++++ ENTRIES SHOWN
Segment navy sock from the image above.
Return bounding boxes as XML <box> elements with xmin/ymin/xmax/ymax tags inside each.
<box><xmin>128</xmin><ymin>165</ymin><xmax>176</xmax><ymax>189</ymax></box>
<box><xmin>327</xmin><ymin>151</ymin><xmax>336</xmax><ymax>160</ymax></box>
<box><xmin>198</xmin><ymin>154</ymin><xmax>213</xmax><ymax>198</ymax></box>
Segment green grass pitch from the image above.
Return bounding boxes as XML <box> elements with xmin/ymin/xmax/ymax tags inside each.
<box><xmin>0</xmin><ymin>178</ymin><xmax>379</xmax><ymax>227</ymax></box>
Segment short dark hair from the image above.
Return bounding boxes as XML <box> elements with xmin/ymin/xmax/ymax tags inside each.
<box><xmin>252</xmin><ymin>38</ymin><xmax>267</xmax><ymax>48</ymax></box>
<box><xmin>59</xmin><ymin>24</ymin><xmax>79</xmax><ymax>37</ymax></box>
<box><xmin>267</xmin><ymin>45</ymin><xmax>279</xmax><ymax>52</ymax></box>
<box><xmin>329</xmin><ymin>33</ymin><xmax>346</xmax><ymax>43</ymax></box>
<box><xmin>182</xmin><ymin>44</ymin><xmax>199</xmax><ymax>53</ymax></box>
++++++++
• TASK
Filter the data above down to lines with the word "from", and copy them.

• EXERCISE OUTPUT
Segment navy sock from the image above.
Segment green grass pitch from the image above.
Segment short dark hair from the image above.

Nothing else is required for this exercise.